(RECORD EXCERPTS begins)
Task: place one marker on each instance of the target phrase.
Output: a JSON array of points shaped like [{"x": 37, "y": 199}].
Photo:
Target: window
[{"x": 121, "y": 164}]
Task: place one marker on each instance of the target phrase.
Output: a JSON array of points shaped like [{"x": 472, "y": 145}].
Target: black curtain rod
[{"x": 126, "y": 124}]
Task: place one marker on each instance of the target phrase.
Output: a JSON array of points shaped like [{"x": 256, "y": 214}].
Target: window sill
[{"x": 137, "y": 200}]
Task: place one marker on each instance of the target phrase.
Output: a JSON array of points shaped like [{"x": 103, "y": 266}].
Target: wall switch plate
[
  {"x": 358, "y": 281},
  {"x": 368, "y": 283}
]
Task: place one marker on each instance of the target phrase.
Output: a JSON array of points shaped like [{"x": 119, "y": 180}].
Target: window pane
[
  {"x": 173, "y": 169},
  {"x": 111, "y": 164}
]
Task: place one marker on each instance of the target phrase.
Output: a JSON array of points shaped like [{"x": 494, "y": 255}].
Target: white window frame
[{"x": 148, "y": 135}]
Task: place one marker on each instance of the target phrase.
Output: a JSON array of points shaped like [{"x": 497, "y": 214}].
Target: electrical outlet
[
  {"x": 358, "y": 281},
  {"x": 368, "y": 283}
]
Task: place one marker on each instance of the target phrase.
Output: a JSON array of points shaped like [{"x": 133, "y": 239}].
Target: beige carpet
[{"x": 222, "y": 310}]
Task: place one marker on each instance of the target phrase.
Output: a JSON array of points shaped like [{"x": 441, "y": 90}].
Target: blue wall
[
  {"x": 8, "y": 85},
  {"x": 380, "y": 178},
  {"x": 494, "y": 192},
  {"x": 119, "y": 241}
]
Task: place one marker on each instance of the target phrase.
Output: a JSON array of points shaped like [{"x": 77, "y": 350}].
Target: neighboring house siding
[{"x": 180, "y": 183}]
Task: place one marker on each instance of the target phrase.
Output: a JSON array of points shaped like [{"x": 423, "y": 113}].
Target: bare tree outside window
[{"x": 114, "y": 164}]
(RECORD EXCERPTS ends)
Please output exactly the lines from the one containing "Target: wall switch plate" through the end of the records, both included.

Target: wall switch plate
[
  {"x": 358, "y": 281},
  {"x": 368, "y": 283}
]
Task: place one marker on each instance of the target phrase.
Output: a JSON array of points shaped like [{"x": 119, "y": 180}].
Target: window pane
[
  {"x": 173, "y": 169},
  {"x": 111, "y": 164}
]
Task: place one marker on each instance of the target phrase.
Output: a JSON array of points shaped like [{"x": 494, "y": 255}].
Target: white window frame
[{"x": 148, "y": 135}]
Task: place one marker on each instance of the target phrase.
Output: a JSON array of points shaped like [{"x": 497, "y": 214}].
Target: electrical outlet
[
  {"x": 358, "y": 281},
  {"x": 368, "y": 283}
]
Task: place one marker on each instance of the target phrase.
Output: a JSON array of points shaped like [{"x": 133, "y": 239}].
Target: beige carpet
[{"x": 222, "y": 310}]
Task: place one marker on each instance of the target phrase.
Output: a JSON array of points shaped like [{"x": 441, "y": 90}].
Target: blue wall
[
  {"x": 8, "y": 85},
  {"x": 380, "y": 178},
  {"x": 494, "y": 192},
  {"x": 119, "y": 241}
]
Task: place one marker on each instance of the target phrase.
Output: a JSON array of points shaped like [{"x": 77, "y": 350}].
Target: neighboring house siding
[{"x": 180, "y": 183}]
Task: place one marker on each instance of the target phrase.
Output: a JSON array of points shaped like [{"x": 423, "y": 113}].
Target: bare tree outside window
[{"x": 114, "y": 164}]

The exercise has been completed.